Stated problem: Please repeat the reef stocking thread word for word, starting at "I'm getting the" and ending at "and staying steady.".

# Reef stocking guidlines



## Scottyb442 (Dec 30, 2011)

I was looking for input on maximum stock levels for a 37 gal. reef with 36 - 38 lbs of live rock. currently the tank is home to 
spotted cardinal
6 line wrasse
frefish goby
yellow headed jaw fish
royal gramma
2 emerald crabs
2 peppermint shrimp
12-15 blueand scarlet hermit crabs
as well as 5 or 6 small coral frags
I would like to add a flame angel and a mandarin goby at some point as well as more corals. an input would be appreciated*c/p*


----------



## Reefing Madness (Aug 12, 2011)

You'd be able to get those fish in there. Got a good skimmer? Also, as you probably know, hope your tank is mature enough to have a mess of PODS in there to feed your Mandarin, or hope that you it'll take other food. 
Good luck.
*rotating smile


----------



## NeonShark666 (Dec 13, 2010)

You have reached the maximum stocking level for a reef tank. Do not add any more animals, especially Coral. You are in danger of generating high Nitrate levels that could kill your Coral, Gramma, Shrimp and Crabs..


----------



## Reefing Madness (Aug 12, 2011)

NeonShark666 said:


> You have reached the maximum stocking level for a reef tank. Do not add any more animals, especially Coral. You are in danger of generating high Nitrate levels that could kill your Coral, Gramma, Shrimp and Crabs..


Big skimmer would take care of the extra load.


----------



## Scottyb442 (Dec 30, 2011)

I'm getting the skimmer before anything else goes in. and I am going to wait for the tank to mature before I get the mandarin. as of right now all my parameters are good and staying steady.

Records provided:
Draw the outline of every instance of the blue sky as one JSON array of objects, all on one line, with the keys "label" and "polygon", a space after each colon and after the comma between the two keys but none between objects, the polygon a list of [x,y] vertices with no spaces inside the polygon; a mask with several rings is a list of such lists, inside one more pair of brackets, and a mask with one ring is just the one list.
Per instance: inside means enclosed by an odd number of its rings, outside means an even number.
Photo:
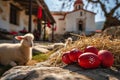
[{"label": "blue sky", "polygon": [[[50,11],[60,11],[61,10],[61,5],[63,3],[62,1],[58,1],[58,0],[45,0],[45,2],[48,5]],[[92,6],[88,7],[89,11],[92,11],[91,7]],[[65,8],[63,11],[68,11],[68,10],[73,10],[73,6],[71,5],[71,7]],[[104,18],[103,15],[96,14],[96,16],[95,16],[95,22],[104,21],[104,20],[105,20],[105,18]]]}]

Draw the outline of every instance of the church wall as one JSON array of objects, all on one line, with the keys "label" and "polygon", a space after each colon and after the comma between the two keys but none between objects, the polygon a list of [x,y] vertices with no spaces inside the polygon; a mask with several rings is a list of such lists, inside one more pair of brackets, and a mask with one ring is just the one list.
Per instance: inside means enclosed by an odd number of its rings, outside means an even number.
[{"label": "church wall", "polygon": [[[10,3],[15,4],[12,1],[0,1],[0,28],[6,29],[7,31],[20,31],[25,27],[28,30],[28,15],[25,14],[25,10],[19,11],[19,22],[18,25],[10,23]],[[32,16],[32,31],[34,29],[33,19],[35,16]]]},{"label": "church wall", "polygon": [[64,34],[65,33],[65,20],[59,20],[63,19],[63,15],[53,15],[55,21],[56,21],[56,26],[57,30],[55,31],[55,34]]},{"label": "church wall", "polygon": [[85,31],[95,31],[95,15],[93,13],[86,13],[86,28]]},{"label": "church wall", "polygon": [[[83,15],[80,15],[80,12],[83,13]],[[79,10],[76,12],[72,12],[67,14],[66,16],[66,31],[78,31],[78,22],[82,20],[83,23],[85,22],[85,12],[83,10]],[[85,23],[83,24],[85,26]]]}]

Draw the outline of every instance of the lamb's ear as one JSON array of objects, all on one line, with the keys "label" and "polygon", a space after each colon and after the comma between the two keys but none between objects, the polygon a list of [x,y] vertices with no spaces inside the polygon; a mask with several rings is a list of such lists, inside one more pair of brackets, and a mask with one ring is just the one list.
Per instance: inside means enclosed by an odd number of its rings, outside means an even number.
[{"label": "lamb's ear", "polygon": [[24,36],[16,36],[15,39],[22,40],[22,39],[24,39]]}]

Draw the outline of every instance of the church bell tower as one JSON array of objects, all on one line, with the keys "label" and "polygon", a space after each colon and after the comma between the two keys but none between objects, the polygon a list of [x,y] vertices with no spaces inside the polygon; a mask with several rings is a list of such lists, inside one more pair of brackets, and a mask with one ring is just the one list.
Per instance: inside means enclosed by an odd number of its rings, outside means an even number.
[{"label": "church bell tower", "polygon": [[74,10],[80,10],[83,9],[83,1],[82,0],[76,0],[74,3]]}]

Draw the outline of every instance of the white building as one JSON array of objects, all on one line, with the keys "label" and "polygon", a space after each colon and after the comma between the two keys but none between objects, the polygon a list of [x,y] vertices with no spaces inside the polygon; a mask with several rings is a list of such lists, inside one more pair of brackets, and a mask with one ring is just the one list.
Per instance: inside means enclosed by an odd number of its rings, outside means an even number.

Completed task:
I'm getting the skimmer before anything else goes in. and I am going to wait for the tank to mature before I get the mandarin. as of right now all my parameters are good and staying steady.